Please gather every line in the rows below that contains the string "wall", treating uppercase and lowercase as different.

Point annotation rows:
------------------------------------------------------------------------

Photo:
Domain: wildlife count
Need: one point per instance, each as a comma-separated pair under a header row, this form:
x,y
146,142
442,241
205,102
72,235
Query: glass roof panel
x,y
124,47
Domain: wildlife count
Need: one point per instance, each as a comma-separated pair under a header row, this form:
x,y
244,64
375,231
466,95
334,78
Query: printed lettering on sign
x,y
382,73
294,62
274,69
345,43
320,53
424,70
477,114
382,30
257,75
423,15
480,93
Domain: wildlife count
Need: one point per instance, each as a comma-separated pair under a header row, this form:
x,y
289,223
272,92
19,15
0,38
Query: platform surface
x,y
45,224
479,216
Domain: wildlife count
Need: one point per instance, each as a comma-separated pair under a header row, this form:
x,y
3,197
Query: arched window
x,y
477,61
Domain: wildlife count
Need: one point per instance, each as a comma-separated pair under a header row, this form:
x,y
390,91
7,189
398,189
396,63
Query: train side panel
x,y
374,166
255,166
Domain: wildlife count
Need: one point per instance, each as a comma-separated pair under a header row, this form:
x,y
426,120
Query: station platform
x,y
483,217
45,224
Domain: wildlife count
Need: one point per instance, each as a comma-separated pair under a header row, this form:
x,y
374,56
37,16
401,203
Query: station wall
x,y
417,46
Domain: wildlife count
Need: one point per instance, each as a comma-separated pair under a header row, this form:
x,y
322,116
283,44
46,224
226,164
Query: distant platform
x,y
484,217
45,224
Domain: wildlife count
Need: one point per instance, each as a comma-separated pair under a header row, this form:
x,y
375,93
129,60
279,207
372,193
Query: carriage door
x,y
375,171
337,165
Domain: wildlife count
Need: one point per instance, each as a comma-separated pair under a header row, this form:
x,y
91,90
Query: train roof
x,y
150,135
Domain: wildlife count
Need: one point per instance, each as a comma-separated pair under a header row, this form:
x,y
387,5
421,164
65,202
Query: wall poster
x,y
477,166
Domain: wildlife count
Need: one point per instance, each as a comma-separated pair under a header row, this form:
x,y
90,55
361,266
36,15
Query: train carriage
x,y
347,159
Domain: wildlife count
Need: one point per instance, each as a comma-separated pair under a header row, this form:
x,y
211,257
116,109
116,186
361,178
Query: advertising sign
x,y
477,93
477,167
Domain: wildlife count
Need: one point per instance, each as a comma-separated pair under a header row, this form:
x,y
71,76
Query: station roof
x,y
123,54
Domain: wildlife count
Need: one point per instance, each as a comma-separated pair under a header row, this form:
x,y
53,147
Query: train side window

------------------------------------------------------------------------

> [Output for this exercise]:
Query: station wall
Query: wall poster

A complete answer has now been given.